MATERIAL SUPPLIED =>
Content starts

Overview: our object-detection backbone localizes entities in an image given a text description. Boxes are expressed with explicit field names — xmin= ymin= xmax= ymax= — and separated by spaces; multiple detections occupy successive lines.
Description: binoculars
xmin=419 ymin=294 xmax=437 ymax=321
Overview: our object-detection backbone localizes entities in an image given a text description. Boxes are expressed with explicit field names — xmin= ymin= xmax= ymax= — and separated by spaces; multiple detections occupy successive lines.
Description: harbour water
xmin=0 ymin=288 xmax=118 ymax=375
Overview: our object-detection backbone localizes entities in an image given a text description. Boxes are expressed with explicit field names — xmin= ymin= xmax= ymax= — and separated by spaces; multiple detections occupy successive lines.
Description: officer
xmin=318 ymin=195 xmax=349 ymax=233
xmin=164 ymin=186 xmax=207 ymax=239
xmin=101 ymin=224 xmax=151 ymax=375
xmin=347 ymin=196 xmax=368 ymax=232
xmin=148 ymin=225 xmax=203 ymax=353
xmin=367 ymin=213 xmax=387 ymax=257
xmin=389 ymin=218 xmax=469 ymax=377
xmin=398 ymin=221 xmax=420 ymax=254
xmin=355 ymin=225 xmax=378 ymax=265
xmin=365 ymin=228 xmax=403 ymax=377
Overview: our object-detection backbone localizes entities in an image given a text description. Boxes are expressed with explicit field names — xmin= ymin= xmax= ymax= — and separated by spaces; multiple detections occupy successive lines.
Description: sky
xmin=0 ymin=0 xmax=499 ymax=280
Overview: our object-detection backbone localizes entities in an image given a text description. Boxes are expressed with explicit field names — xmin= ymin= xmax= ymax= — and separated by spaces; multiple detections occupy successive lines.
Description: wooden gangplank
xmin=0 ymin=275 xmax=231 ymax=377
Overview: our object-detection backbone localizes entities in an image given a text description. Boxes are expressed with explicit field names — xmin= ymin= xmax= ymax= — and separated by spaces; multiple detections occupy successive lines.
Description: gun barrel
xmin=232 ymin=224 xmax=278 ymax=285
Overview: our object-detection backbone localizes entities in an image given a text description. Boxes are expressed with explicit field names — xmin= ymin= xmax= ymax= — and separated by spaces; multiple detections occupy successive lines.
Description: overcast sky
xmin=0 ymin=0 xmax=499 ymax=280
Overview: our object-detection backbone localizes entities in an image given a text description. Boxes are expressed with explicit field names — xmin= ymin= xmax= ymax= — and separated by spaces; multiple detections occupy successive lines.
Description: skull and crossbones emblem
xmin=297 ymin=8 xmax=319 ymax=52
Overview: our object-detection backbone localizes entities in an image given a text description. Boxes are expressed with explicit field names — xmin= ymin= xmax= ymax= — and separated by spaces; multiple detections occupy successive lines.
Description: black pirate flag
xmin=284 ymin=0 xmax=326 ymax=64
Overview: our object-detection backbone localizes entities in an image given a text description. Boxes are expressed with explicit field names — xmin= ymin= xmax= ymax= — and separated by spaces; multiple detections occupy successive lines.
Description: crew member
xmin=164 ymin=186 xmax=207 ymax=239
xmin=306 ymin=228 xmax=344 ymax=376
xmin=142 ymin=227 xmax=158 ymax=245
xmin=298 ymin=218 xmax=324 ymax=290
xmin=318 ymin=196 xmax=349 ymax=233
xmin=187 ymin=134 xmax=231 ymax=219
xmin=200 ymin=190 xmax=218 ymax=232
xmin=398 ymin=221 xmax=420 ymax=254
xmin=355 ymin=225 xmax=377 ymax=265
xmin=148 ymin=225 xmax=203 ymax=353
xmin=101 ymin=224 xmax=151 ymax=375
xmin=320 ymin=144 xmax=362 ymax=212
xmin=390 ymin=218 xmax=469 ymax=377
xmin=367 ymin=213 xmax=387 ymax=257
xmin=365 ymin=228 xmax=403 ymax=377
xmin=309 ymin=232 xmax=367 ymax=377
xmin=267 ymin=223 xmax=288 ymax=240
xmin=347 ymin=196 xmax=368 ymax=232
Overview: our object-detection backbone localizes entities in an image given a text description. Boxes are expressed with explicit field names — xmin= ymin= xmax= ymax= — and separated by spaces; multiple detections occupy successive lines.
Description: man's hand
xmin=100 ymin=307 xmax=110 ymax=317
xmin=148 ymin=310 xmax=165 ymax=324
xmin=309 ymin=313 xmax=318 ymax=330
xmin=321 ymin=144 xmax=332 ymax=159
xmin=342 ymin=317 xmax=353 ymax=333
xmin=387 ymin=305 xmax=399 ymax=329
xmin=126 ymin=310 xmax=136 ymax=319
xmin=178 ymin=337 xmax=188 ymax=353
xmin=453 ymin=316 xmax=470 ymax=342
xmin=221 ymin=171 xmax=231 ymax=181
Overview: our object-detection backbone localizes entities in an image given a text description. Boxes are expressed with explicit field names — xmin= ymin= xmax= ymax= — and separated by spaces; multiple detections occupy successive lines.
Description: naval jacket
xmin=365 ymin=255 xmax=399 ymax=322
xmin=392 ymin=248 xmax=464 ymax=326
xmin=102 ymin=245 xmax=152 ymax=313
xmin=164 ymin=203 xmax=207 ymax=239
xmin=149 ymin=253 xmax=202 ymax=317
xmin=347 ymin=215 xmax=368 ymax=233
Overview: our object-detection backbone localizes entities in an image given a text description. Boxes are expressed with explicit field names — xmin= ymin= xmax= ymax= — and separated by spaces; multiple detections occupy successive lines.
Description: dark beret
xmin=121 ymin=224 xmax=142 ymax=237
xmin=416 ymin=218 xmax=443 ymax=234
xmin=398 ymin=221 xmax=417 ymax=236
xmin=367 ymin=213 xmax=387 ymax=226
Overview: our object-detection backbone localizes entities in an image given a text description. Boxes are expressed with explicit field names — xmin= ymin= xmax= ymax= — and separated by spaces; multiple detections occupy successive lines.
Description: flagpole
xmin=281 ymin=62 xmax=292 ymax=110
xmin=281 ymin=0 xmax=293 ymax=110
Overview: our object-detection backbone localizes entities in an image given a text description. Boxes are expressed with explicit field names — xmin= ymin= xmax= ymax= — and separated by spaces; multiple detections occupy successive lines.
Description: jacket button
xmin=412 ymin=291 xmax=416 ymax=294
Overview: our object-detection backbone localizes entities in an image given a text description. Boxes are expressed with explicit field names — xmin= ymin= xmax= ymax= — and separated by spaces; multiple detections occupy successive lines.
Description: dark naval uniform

Content ends

TASK BRIEF =>
Nothing in the entries should be skipped. Output them all exactly.

RESPONSE =>
Overview: our object-detection backbone localizes entities in an image given a text description. Boxes are expressed with explicit field names — xmin= ymin= xmax= ymax= — and separated by spaces; multiple detections occupy successive lines.
Description: binoculars
xmin=419 ymin=294 xmax=437 ymax=321
Overview: our object-detection backbone localizes entities in an image given a text description. Boxes are expressed with explicit field names — xmin= ymin= xmax= ymax= — and separated by spaces; multiple detections occupy successive lines.
Description: harbour water
xmin=0 ymin=288 xmax=118 ymax=375
Overview: our object-detection backbone localizes entities in an image given a text description. Boxes are expressed with explicit field names — xmin= ymin= xmax= ymax= — and separated by spaces; multiple detections occupy successive lines.
Description: officer
xmin=318 ymin=195 xmax=349 ymax=233
xmin=164 ymin=186 xmax=207 ymax=239
xmin=101 ymin=224 xmax=151 ymax=375
xmin=347 ymin=196 xmax=368 ymax=232
xmin=148 ymin=225 xmax=203 ymax=353
xmin=367 ymin=213 xmax=387 ymax=257
xmin=389 ymin=218 xmax=469 ymax=377
xmin=398 ymin=221 xmax=420 ymax=254
xmin=355 ymin=225 xmax=378 ymax=265
xmin=365 ymin=228 xmax=403 ymax=377
Overview: our object-detection backbone localizes entities in an image given a text description. Boxes are expressed with explicit field names — xmin= ymin= xmax= ymax= — and separated by spaces; multiple detections occupy successive lines.
Description: sky
xmin=0 ymin=0 xmax=499 ymax=280
Overview: our object-detection backbone localizes entities in an image given a text description. Boxes are expressed with explicit field names — xmin= ymin= xmax= ymax= — and separated by spaces; multiple detections occupy successive lines.
Description: wooden gangplank
xmin=0 ymin=275 xmax=231 ymax=377
Overview: our object-detection backbone localizes entities in an image given a text description. Boxes are expressed with explicit field names — xmin= ymin= xmax= ymax= — and separated by spaces; multiple detections occupy successive lines.
Description: gun barrel
xmin=232 ymin=224 xmax=278 ymax=285
Overview: our object-detection backbone localizes entities in an image given a text description. Boxes are expressed with explicit field names — xmin= ymin= xmax= ymax= — and separated by spaces; multiple detections occupy successive lines.
Description: overcast sky
xmin=0 ymin=0 xmax=499 ymax=280
Overview: our object-detection backbone localizes entities in an image given a text description. Boxes are expressed with explicit field names — xmin= ymin= xmax= ymax= — and separated by spaces; multiple detections occupy successive lines.
Description: skull and crossbones emblem
xmin=297 ymin=8 xmax=319 ymax=52
Overview: our object-detection backbone localizes entities in an image given a text description. Boxes are expressed with explicit field names — xmin= ymin= xmax= ymax= — and separated by spaces; multiple detections occupy successive lines.
Description: black pirate flag
xmin=284 ymin=0 xmax=326 ymax=64
Overview: our object-detection backbone localizes entities in an image given a text description. Boxes are expressed with explicit field names — xmin= ymin= xmax= ymax= — and separated by spaces; multiple detections occupy successive lines.
Description: crew member
xmin=164 ymin=186 xmax=207 ymax=239
xmin=306 ymin=228 xmax=344 ymax=376
xmin=142 ymin=227 xmax=158 ymax=245
xmin=298 ymin=218 xmax=324 ymax=290
xmin=318 ymin=196 xmax=349 ymax=233
xmin=187 ymin=134 xmax=231 ymax=219
xmin=200 ymin=190 xmax=218 ymax=232
xmin=398 ymin=221 xmax=420 ymax=254
xmin=355 ymin=225 xmax=377 ymax=265
xmin=148 ymin=225 xmax=203 ymax=353
xmin=101 ymin=224 xmax=151 ymax=375
xmin=320 ymin=144 xmax=362 ymax=212
xmin=390 ymin=218 xmax=469 ymax=377
xmin=367 ymin=213 xmax=387 ymax=257
xmin=365 ymin=228 xmax=403 ymax=377
xmin=309 ymin=232 xmax=367 ymax=377
xmin=267 ymin=223 xmax=288 ymax=240
xmin=347 ymin=196 xmax=368 ymax=232
Overview: our object-detection backbone localizes entities in an image given a text description. Boxes are expressed with explicit field names — xmin= ymin= xmax= ymax= — and separated by spaces; multiple detections occupy successive lines.
Description: man's hand
xmin=100 ymin=307 xmax=110 ymax=317
xmin=148 ymin=310 xmax=165 ymax=324
xmin=309 ymin=313 xmax=318 ymax=330
xmin=321 ymin=144 xmax=332 ymax=159
xmin=342 ymin=317 xmax=353 ymax=333
xmin=387 ymin=305 xmax=399 ymax=329
xmin=126 ymin=310 xmax=136 ymax=319
xmin=178 ymin=337 xmax=188 ymax=353
xmin=453 ymin=316 xmax=470 ymax=342
xmin=221 ymin=171 xmax=231 ymax=181
Overview: our object-detection backbone localizes entities in an image given a text description. Boxes are expressed with explicit field names — xmin= ymin= xmax= ymax= — and separated by spaces; multiple detections occupy successive lines.
Description: naval jacket
xmin=365 ymin=255 xmax=399 ymax=322
xmin=392 ymin=248 xmax=464 ymax=326
xmin=102 ymin=245 xmax=152 ymax=313
xmin=164 ymin=203 xmax=207 ymax=239
xmin=149 ymin=253 xmax=202 ymax=317
xmin=347 ymin=215 xmax=368 ymax=233
Overview: our object-detection backbone localizes entities in an image given a text description. Boxes are expressed with explicit field names — xmin= ymin= xmax= ymax= — and separated by spaces; multiple detections occupy successive lines.
Description: dark beret
xmin=121 ymin=224 xmax=142 ymax=237
xmin=416 ymin=218 xmax=443 ymax=234
xmin=398 ymin=221 xmax=417 ymax=236
xmin=367 ymin=213 xmax=387 ymax=226
Overview: our object-detection backbone localizes entities in an image given a text description. Boxes are expressed with explicit field names — xmin= ymin= xmax= ymax= — and separated by spaces; multiple detections occupy successive lines.
Description: flagpole
xmin=281 ymin=62 xmax=292 ymax=110
xmin=281 ymin=0 xmax=293 ymax=110
Overview: our object-detection backbone localizes entities in an image given a text description. Boxes are expressed with explicit field names — xmin= ymin= xmax= ymax= — and separated by spaces; multiple detections occupy successive lines.
Description: jacket button
xmin=412 ymin=291 xmax=416 ymax=294
Overview: our object-detection backbone localizes entities in an image given a text description. Boxes are expressed with explicit field names — xmin= ymin= xmax= ymax= — and separated by spaces; multiple detections occupy successive lines.
Description: dark naval uniform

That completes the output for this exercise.